__Set task 1__. Filter the entries below, keeping every line that contains the string "sign" and matching it with case taken into account.

__Supplied text__.
Recently, there has been increased activity on a new cylindrical microresonator type, namely the bottle microresonator, which, in contrast with the examples above, shows truly 3-D WGM confinement [8–13]. Bottle microresonators are solid, strong prolate spheroid structures, which support highly non-degenerate WGMs. Depending on the excitation arrangement, a rich variety of modes can be efficiently excited , unlike microspheres where mode-degeneracy masks such excitation. Of particular interest are modes that exhibit two well separated spatial regions along the bottle axis with enhanced field strength, corresponding to modal turning points. We have experimentally studied these intensity maxima on both sides of the bottle microresonator near the turning points [9–11] and used them in order to demonstrate add/drop functionality .

Point annotation data:
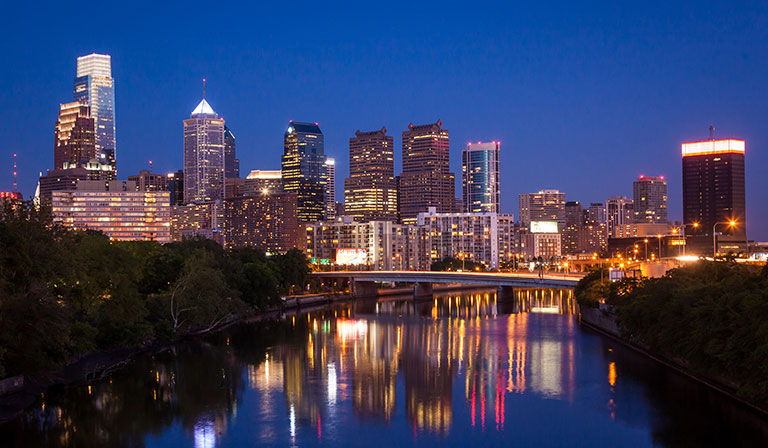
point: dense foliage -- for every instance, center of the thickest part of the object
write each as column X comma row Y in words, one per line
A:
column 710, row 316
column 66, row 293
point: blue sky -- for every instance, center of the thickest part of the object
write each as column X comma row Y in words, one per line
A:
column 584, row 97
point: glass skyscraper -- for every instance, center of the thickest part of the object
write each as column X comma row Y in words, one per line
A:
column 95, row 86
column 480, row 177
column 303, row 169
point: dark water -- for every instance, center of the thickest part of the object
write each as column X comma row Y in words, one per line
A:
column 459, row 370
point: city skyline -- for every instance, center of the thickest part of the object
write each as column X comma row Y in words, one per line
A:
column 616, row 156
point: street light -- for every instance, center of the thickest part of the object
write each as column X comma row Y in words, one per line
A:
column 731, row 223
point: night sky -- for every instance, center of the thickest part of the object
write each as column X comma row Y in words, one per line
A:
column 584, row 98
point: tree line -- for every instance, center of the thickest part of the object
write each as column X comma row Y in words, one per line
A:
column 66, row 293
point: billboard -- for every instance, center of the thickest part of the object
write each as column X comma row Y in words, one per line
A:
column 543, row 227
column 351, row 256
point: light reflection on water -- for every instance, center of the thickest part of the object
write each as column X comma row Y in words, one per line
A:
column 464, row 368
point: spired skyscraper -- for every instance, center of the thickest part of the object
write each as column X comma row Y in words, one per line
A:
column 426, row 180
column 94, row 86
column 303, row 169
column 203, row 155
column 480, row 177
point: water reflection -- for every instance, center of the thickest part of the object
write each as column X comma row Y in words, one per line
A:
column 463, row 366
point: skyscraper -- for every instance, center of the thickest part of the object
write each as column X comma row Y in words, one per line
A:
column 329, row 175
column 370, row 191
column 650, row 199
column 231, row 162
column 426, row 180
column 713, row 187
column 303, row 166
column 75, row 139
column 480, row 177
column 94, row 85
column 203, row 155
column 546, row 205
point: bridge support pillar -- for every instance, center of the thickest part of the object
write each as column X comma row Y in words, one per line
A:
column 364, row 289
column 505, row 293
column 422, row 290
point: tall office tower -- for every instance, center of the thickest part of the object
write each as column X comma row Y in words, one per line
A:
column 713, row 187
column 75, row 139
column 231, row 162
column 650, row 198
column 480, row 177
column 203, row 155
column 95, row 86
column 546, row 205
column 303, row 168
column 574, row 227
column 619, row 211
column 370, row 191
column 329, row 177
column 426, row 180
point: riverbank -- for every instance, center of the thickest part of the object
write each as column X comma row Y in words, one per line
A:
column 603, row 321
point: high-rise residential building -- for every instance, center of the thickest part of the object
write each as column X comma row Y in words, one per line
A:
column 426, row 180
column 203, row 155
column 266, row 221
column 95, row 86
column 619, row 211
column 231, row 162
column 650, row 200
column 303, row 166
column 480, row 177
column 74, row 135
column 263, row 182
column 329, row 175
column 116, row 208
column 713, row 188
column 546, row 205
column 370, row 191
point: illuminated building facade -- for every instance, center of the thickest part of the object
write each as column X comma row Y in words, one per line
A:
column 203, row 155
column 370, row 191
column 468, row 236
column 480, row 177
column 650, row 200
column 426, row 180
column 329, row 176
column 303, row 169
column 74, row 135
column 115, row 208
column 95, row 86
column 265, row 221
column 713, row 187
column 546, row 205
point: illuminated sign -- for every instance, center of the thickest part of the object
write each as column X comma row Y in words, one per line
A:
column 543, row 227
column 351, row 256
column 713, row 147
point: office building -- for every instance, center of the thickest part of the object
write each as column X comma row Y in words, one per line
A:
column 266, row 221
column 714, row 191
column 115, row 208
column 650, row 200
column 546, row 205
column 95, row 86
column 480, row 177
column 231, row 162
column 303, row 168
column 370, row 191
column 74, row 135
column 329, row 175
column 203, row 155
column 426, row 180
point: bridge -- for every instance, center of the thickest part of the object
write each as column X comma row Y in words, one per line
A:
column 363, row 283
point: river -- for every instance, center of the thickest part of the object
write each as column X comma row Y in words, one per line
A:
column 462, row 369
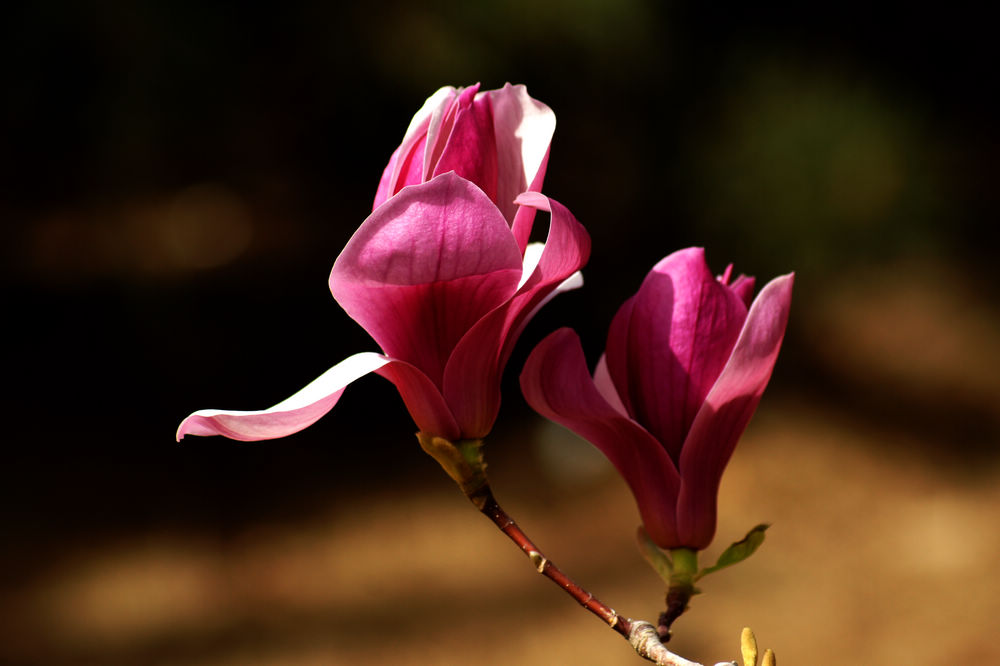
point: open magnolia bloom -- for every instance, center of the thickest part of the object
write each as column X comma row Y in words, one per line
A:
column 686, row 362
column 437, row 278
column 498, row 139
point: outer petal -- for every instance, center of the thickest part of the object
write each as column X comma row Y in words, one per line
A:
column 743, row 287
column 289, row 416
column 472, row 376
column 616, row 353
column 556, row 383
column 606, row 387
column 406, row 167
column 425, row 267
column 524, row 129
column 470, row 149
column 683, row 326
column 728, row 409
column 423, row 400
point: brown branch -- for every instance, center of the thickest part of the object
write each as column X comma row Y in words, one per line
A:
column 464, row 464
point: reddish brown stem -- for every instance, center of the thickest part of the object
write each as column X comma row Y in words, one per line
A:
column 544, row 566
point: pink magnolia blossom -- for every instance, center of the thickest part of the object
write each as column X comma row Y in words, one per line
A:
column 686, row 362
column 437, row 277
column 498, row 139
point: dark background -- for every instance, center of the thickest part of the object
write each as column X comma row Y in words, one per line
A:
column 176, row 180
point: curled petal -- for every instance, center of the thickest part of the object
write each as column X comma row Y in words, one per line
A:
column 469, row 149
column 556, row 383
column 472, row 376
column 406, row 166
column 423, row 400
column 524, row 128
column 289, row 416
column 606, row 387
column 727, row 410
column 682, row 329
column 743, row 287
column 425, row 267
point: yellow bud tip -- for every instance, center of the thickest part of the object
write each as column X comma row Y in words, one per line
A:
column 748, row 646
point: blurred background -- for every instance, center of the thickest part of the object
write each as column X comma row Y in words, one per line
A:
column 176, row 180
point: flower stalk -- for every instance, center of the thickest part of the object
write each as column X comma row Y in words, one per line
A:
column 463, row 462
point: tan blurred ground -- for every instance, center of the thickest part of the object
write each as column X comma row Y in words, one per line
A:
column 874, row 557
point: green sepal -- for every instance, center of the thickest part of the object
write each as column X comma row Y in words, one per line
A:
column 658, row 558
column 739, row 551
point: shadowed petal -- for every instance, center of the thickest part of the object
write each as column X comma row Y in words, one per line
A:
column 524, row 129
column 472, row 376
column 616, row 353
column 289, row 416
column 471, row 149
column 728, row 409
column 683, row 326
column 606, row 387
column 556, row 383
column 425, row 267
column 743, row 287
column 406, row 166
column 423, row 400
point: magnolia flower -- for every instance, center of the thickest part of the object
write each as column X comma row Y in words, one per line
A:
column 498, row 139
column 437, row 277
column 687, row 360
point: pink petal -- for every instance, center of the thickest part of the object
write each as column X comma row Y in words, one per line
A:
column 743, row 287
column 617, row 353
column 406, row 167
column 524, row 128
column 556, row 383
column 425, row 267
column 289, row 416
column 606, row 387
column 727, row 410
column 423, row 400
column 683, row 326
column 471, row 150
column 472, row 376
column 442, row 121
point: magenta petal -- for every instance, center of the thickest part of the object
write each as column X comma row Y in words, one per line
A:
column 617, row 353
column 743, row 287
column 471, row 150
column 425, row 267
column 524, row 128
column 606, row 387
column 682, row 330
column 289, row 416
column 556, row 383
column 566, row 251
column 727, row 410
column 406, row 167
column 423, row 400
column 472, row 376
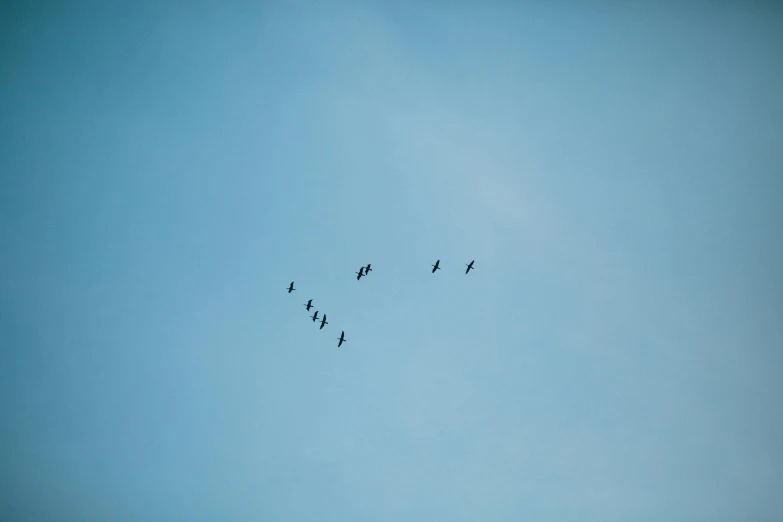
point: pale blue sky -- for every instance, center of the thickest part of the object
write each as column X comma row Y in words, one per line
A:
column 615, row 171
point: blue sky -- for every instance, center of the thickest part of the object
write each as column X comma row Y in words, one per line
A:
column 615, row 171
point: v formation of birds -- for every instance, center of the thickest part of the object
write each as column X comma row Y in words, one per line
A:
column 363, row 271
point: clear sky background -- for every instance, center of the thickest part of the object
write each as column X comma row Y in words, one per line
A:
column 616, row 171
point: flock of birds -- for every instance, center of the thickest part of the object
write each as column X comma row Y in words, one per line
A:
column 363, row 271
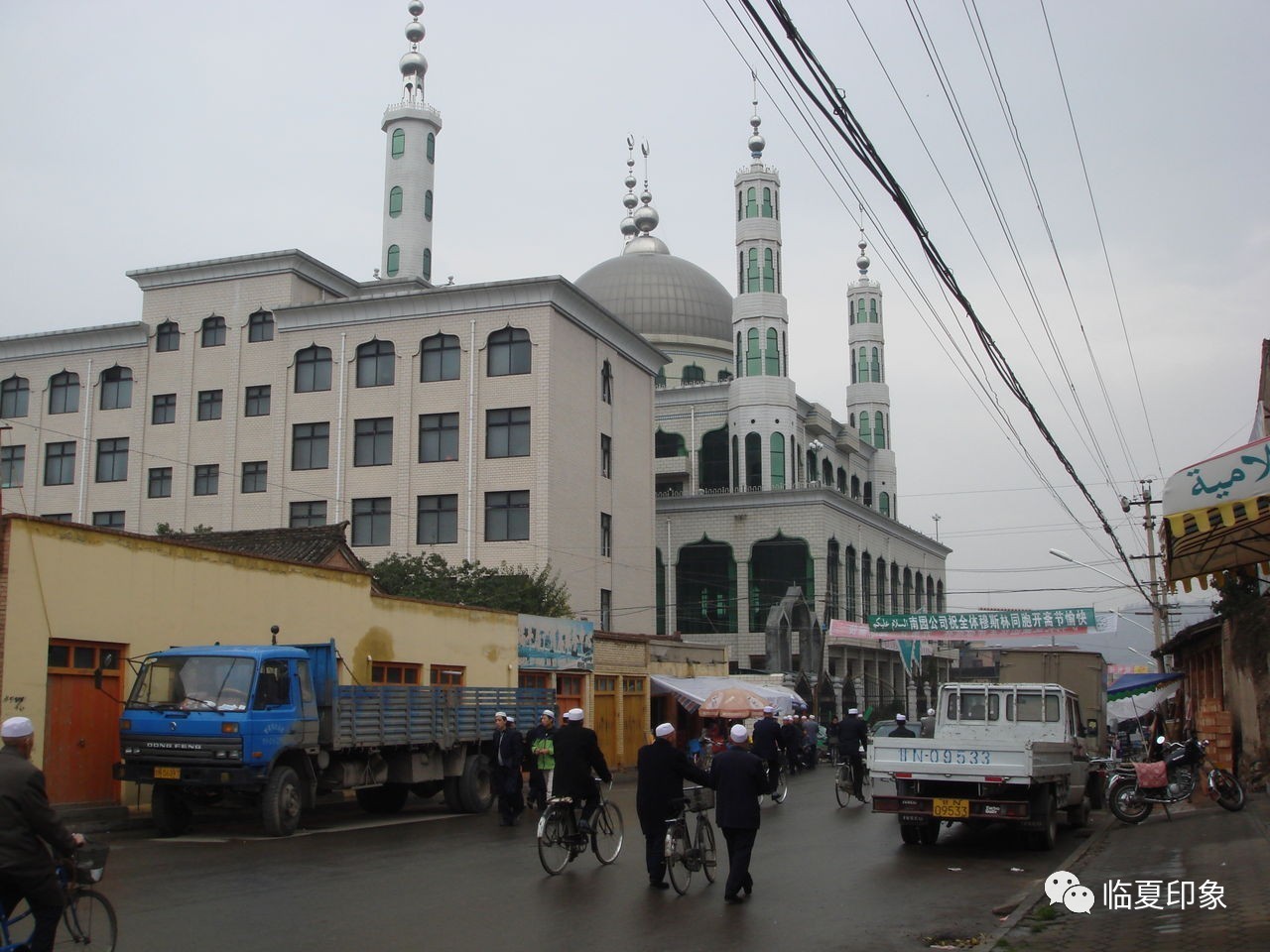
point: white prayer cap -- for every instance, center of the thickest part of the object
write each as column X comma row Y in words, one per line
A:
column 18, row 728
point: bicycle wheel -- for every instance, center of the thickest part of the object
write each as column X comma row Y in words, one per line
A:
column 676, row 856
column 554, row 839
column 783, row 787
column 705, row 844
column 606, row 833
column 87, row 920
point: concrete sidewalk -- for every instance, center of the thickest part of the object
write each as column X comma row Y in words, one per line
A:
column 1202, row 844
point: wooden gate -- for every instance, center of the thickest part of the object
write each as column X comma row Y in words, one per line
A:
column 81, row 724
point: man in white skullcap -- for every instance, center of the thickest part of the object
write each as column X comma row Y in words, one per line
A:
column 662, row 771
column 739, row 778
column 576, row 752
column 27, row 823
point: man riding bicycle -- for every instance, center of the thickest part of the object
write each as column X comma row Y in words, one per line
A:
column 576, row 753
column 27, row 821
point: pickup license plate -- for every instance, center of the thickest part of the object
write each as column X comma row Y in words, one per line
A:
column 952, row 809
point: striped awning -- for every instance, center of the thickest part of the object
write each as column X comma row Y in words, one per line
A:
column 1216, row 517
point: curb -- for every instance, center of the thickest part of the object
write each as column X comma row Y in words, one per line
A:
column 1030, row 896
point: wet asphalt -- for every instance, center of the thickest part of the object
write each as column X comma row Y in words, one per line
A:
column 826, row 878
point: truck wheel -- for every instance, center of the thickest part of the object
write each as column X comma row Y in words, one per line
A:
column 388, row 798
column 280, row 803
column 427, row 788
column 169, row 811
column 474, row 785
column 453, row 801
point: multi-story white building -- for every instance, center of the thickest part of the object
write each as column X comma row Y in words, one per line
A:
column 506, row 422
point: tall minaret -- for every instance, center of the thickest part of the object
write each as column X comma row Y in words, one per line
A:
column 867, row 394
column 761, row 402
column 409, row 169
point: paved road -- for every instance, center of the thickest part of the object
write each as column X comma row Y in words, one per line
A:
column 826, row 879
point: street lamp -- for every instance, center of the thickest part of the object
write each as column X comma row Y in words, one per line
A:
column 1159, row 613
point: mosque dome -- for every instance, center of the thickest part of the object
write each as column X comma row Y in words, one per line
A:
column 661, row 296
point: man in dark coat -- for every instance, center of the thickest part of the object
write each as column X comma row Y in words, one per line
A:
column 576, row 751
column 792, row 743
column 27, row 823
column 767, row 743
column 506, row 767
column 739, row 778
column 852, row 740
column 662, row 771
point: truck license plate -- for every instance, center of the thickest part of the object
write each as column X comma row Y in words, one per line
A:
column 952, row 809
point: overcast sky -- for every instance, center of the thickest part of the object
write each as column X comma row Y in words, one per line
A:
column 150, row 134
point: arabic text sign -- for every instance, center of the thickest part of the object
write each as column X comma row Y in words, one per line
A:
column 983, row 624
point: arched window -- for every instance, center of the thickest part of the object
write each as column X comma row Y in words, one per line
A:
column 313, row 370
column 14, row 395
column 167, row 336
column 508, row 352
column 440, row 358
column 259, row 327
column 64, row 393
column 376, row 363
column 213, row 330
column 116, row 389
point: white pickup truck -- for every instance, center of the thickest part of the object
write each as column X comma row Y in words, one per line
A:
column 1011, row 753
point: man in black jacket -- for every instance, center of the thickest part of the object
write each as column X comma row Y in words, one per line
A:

__Set task 2__. What kind of structures does the microresonator passage say bottle microresonators are?

__Exercise output 1__.
point: illuminated sign -- for every instance, center of the thickest part of the object
point: arabic text sign -- for every instance, center of the thickest part of the object

__Exercise output 2__. Solid, strong prolate spheroid structures.